**EXERCISE AIM**
Format as a numbered list, leaving out blank lines, only the lines of the listing starting at the line that contains "Could you point out the street" and ending at the line that contains "column 174, row 204", both included.
** Start **
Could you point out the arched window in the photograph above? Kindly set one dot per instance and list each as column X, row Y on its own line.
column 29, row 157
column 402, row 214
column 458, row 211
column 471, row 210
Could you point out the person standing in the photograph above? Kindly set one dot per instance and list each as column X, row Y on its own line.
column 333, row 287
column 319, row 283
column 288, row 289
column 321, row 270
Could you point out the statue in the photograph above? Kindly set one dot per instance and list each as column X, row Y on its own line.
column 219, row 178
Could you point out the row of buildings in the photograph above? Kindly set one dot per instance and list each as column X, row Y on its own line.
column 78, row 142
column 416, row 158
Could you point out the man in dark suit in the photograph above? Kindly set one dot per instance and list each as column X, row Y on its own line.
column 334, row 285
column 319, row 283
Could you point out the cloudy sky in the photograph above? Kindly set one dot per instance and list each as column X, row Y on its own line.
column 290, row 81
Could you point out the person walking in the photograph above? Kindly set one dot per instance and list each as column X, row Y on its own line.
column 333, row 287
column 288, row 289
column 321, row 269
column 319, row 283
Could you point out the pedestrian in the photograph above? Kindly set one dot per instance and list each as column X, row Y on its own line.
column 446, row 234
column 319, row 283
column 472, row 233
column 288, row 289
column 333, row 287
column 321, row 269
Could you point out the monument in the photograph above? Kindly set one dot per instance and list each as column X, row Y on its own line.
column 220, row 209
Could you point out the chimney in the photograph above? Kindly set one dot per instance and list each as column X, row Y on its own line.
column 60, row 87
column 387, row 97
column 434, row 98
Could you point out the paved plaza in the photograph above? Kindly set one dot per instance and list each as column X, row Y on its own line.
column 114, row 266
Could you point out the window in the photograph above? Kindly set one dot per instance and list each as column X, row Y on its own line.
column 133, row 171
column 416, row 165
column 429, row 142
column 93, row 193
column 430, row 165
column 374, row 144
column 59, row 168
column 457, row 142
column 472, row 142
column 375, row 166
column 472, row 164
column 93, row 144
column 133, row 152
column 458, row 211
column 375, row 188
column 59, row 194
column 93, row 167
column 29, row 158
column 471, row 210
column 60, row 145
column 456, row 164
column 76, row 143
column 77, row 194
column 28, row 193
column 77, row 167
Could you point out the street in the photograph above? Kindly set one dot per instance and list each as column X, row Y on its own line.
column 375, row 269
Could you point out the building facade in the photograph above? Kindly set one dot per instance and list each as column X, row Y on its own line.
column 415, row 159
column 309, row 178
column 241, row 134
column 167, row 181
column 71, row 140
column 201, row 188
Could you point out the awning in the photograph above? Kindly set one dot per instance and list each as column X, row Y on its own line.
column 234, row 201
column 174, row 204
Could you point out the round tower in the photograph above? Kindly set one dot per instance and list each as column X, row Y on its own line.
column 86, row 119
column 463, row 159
** End **
** Start **
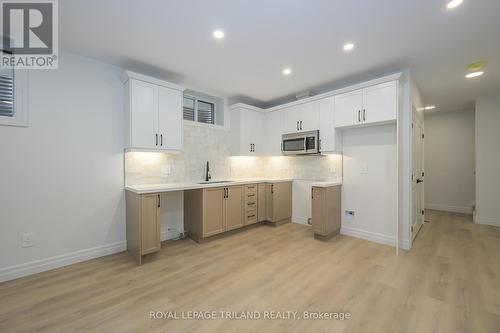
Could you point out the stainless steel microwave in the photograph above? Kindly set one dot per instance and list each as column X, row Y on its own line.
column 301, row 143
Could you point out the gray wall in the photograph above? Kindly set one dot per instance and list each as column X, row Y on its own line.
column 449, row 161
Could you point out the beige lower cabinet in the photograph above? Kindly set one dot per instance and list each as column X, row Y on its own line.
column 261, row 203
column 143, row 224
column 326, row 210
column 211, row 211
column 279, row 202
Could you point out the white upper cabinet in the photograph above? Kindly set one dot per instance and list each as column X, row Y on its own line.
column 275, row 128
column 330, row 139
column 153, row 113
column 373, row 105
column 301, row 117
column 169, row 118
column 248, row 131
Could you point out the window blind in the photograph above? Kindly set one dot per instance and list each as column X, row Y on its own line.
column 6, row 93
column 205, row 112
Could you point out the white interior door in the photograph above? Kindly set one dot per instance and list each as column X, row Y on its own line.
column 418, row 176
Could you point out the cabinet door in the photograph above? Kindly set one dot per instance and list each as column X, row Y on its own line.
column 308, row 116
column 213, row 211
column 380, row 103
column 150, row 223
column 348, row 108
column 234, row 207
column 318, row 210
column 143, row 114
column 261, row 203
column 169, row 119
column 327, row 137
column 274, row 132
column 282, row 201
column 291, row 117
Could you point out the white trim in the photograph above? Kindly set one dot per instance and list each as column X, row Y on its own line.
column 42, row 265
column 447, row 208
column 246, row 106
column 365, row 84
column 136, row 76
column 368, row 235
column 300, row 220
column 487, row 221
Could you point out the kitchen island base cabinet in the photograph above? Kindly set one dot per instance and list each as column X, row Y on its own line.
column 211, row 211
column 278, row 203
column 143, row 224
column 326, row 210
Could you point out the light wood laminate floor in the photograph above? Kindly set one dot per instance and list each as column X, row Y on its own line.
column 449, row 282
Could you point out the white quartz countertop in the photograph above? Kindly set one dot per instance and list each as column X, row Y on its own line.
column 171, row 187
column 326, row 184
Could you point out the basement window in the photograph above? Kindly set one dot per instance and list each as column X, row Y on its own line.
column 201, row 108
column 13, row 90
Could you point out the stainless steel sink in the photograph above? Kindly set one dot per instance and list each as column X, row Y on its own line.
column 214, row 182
** End **
** Start **
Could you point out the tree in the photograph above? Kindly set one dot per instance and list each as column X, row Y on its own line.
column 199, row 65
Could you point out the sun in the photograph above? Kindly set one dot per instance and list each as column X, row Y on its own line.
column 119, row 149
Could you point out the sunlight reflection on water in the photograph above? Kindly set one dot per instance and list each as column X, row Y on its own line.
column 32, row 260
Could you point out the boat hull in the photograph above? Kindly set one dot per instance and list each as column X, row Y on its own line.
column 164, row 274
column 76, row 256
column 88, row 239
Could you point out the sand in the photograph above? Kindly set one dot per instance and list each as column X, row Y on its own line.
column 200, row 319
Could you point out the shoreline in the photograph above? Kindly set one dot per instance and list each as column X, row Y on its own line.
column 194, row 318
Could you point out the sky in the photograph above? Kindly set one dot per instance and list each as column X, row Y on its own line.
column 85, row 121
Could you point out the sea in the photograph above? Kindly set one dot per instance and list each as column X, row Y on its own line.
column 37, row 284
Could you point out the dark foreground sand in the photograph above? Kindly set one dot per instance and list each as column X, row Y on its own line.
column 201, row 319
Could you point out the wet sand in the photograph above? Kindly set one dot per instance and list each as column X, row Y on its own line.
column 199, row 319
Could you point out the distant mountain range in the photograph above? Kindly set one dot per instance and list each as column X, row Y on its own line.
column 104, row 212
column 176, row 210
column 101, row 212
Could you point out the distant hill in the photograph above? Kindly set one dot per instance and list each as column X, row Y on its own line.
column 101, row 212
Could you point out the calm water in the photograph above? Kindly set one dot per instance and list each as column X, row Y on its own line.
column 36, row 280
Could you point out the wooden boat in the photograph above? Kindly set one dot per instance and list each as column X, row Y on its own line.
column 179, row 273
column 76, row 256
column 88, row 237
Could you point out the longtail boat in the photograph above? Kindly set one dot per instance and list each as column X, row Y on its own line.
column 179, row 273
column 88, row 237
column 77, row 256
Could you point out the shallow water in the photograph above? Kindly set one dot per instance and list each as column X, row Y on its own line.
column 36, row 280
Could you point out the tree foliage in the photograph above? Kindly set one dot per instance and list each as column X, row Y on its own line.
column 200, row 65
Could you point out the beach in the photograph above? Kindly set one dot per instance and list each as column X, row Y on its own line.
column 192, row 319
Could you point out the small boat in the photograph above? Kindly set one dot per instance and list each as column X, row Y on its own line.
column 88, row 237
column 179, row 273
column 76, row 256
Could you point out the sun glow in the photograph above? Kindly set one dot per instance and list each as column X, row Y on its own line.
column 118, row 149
** End **
**TASK RESULT**
1. Could you point out the street in the photograph above? Kindly set one dot per instance and list each as column X, row Y on its own line.
2. column 375, row 269
3. Could you point out the building facade in the photograph above? Kindly set one dot per instance and list each as column X, row Y on its own line.
4. column 415, row 159
5. column 309, row 178
6. column 241, row 134
7. column 167, row 181
8. column 71, row 140
9. column 201, row 188
10. Could you point out the awning in the photograph above? Kindly set one dot per instance and list each as column X, row Y on its own line.
11. column 234, row 201
12. column 174, row 204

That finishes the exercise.